#### Problem statement
Write out, word for word, the lines of the entries below from the line with "Target: concrete balcony wall" through the final line.

Raw entries
────────
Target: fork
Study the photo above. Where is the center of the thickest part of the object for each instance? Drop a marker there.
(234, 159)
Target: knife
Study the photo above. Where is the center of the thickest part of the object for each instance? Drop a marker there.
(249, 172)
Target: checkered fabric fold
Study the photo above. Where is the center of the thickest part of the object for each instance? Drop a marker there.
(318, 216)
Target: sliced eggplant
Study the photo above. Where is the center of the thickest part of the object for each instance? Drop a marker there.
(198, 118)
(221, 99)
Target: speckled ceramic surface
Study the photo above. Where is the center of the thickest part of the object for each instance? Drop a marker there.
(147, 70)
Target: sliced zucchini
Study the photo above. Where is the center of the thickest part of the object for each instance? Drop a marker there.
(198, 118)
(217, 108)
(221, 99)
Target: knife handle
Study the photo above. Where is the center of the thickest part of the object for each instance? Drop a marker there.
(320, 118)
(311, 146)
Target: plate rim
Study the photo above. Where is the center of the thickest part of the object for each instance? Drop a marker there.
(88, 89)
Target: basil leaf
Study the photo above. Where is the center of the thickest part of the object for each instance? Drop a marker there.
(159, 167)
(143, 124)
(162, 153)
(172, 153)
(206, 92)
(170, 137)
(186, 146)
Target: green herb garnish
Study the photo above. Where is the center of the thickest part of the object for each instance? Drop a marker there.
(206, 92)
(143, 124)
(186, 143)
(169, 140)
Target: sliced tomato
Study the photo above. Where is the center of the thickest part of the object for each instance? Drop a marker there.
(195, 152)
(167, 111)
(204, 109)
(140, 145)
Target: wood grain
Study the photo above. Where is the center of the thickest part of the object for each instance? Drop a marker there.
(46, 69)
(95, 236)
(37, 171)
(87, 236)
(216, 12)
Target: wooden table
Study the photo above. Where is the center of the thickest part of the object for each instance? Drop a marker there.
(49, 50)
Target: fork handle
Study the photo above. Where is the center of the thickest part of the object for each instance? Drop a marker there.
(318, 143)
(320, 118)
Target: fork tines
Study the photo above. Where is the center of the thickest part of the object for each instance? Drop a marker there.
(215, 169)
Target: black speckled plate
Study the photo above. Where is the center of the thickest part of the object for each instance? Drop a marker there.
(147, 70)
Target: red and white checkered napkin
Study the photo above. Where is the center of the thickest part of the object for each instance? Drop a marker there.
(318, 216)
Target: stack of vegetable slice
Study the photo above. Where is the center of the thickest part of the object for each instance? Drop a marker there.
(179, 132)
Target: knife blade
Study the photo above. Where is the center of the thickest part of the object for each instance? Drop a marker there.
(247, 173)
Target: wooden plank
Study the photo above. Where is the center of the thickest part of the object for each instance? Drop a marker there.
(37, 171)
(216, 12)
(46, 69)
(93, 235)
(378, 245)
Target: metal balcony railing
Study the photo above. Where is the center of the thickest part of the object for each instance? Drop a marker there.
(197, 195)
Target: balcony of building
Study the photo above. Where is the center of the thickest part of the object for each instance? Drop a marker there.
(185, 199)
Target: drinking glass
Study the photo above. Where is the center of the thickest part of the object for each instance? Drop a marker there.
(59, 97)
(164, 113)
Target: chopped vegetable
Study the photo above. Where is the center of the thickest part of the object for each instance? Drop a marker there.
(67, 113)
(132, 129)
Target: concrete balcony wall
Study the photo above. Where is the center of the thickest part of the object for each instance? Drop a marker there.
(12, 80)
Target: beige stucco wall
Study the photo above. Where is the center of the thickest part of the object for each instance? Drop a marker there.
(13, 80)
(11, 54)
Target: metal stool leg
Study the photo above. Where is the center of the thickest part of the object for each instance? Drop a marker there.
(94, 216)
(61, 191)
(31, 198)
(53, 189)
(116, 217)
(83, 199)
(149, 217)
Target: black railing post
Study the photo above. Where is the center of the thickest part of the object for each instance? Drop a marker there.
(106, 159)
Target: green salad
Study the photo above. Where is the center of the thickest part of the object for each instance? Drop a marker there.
────────
#### Result for this task
Target: concrete balcony wall
Study the photo above. Where is the center of the thickest part of the object for each instance? Drop a marker there.
(12, 80)
Target: beige stucco wall
Study the photo above. Where is the center of the thickest part of the object for each instance? Drop a marker there.
(13, 80)
(11, 54)
Target: metal stool leg
Study the photo above. Where is the center of the thickest part of the object for each instance? Drop a marker there.
(94, 216)
(61, 191)
(31, 198)
(53, 189)
(116, 217)
(83, 199)
(149, 217)
Target: black railing post
Study the photo above. Where is the center of the thickest part of the object for each instance? Drop a marker there.
(106, 159)
Target: green salad
Study the photo above. Where is the center of the thickest part of the object for each instance? Drop a marker there.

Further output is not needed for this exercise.